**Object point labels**
+++

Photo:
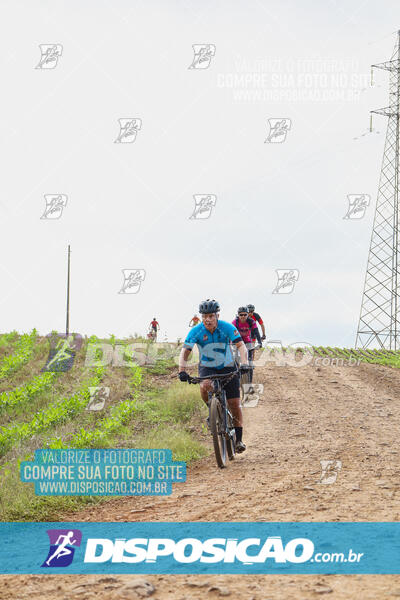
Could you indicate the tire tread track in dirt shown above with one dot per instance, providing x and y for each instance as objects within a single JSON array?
[{"x": 306, "y": 414}]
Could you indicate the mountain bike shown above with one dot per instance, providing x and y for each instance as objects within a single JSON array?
[
  {"x": 152, "y": 335},
  {"x": 220, "y": 417}
]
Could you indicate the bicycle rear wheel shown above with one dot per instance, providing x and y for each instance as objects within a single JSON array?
[{"x": 217, "y": 431}]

+++

**WRITTEN REQUEST**
Leave out the pictures and repeat everything else in the records exactly.

**FULL SOLUTION**
Photo:
Could you indicate the tire tread track in dirt shown above with one dot per instance, providing x and y for each instance as objects within a single JSON array?
[{"x": 306, "y": 414}]
Could you indicate the mountain bike shown above with one dot per instance, providing x and y for each instance as objects within a single JSON array?
[
  {"x": 152, "y": 335},
  {"x": 220, "y": 417}
]
Could you indicate the bicycle rear wheel shown above with one dot per instance, providing x and y for each instance as objects within a single JSON array?
[{"x": 217, "y": 431}]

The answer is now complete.